#### Written exercise:
Rewrite the items from the line containing "Challenge: find every instance of beaded" through the line containing "[163, 117, 169, 136]", putting "Task" in place of "Challenge" and leaving everything else untouched. Give back only those lines.

***** Provided information

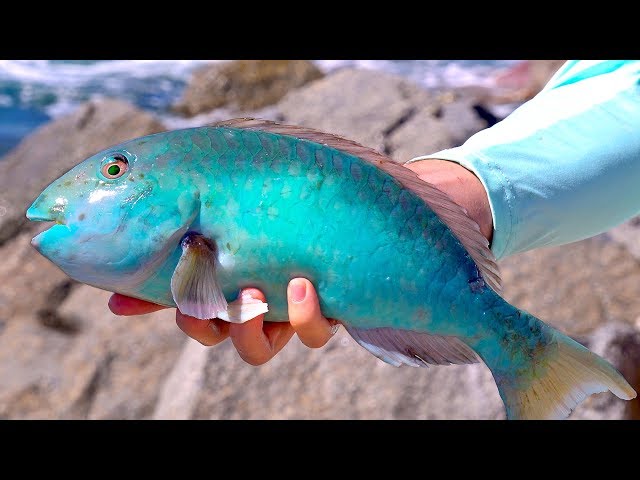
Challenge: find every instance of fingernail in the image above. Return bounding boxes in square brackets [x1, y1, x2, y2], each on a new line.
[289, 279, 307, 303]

**********
***** Provided information

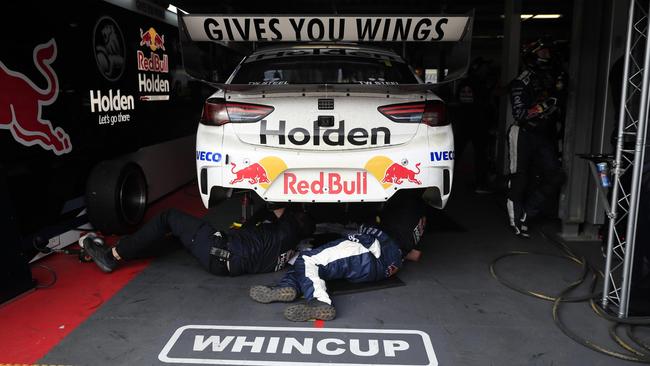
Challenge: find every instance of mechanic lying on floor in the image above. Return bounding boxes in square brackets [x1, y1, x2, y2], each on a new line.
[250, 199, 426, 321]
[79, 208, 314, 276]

**********
***** Provided information

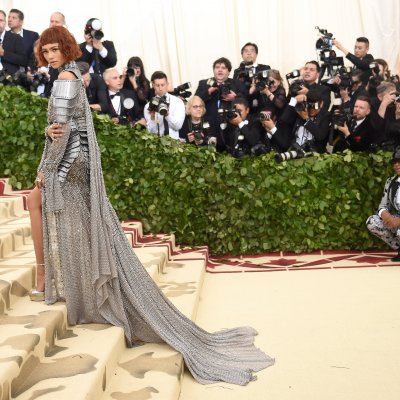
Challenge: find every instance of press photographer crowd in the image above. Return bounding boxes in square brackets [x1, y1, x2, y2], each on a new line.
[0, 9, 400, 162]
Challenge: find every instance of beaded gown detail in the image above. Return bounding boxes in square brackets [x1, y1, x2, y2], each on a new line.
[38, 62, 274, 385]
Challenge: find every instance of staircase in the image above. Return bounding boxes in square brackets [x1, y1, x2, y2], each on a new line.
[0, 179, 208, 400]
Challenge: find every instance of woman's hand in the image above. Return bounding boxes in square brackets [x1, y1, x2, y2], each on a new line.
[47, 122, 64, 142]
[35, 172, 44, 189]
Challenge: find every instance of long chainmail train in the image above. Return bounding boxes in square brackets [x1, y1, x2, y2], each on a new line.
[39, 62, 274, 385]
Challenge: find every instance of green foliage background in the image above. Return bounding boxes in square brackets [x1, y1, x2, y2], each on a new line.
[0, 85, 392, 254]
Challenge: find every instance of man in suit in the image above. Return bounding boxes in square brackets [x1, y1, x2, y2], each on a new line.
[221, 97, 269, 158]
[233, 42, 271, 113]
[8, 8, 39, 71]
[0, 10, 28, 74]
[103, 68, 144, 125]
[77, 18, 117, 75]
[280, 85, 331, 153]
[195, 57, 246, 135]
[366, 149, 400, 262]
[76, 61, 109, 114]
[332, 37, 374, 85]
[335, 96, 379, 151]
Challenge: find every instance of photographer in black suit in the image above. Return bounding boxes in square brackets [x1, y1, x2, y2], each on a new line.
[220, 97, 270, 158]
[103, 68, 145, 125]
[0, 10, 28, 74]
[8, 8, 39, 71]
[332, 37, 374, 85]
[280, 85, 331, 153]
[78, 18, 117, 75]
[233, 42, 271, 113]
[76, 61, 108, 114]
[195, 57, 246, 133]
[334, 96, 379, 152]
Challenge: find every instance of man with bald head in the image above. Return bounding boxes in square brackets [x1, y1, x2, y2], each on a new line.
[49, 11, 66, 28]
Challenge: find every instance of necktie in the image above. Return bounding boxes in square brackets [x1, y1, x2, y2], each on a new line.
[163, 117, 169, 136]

**********

#### Task response:
Task: find every instance of beaded gown detail in the image above. Return bounding boxes in square brackets [x1, y1, x2, y2], each on a new line.
[38, 62, 274, 385]
Task: find every instance of staircase in the image above. Return bounding boxes in square brackets [x1, y1, x2, y2], each on a new line.
[0, 179, 208, 400]
Task: find every instance of woman's hand in the image above. Return bounding boxes in square brackets [x1, y1, x2, y2], each on a new line.
[47, 122, 64, 142]
[35, 172, 44, 189]
Task: find every instance of long chainmail train in the image above. Return bounding boxes in square brackets [x1, y1, x2, y2], each on a new line.
[39, 62, 274, 385]
Task: find every instance of green foliage background in the image above. Return bounding boxes in square brackets [x1, y1, x2, y2], each on a new line.
[0, 85, 392, 254]
Task: find every instance of man in suit in the image above. Return bounding boxes in square brackets [x1, y1, x2, y2], each on a new line.
[221, 97, 269, 158]
[233, 42, 271, 113]
[8, 8, 39, 71]
[0, 10, 28, 74]
[103, 68, 144, 125]
[77, 18, 117, 75]
[280, 85, 331, 153]
[195, 57, 246, 135]
[366, 149, 400, 262]
[76, 61, 109, 114]
[332, 37, 374, 85]
[335, 96, 379, 151]
Task: find every instance of photographer in black suit in the image above. Return bounding boxes in square brackets [x1, y1, x2, y2], each on a new line.
[220, 97, 270, 158]
[103, 68, 145, 125]
[0, 10, 28, 74]
[8, 8, 39, 71]
[332, 37, 374, 85]
[280, 85, 331, 153]
[78, 18, 117, 75]
[233, 42, 271, 113]
[76, 61, 108, 114]
[195, 57, 246, 133]
[334, 96, 379, 152]
Task: find every instance of man with bald head in the image above. Return bounding boxes in square brackets [x1, y1, x2, y2], each on a new line.
[49, 11, 66, 28]
Task: find every instance of necktie in the image above. Return bounding boxes in square brackets [x1, y1, x2, y2], each on a new line.
[163, 117, 169, 136]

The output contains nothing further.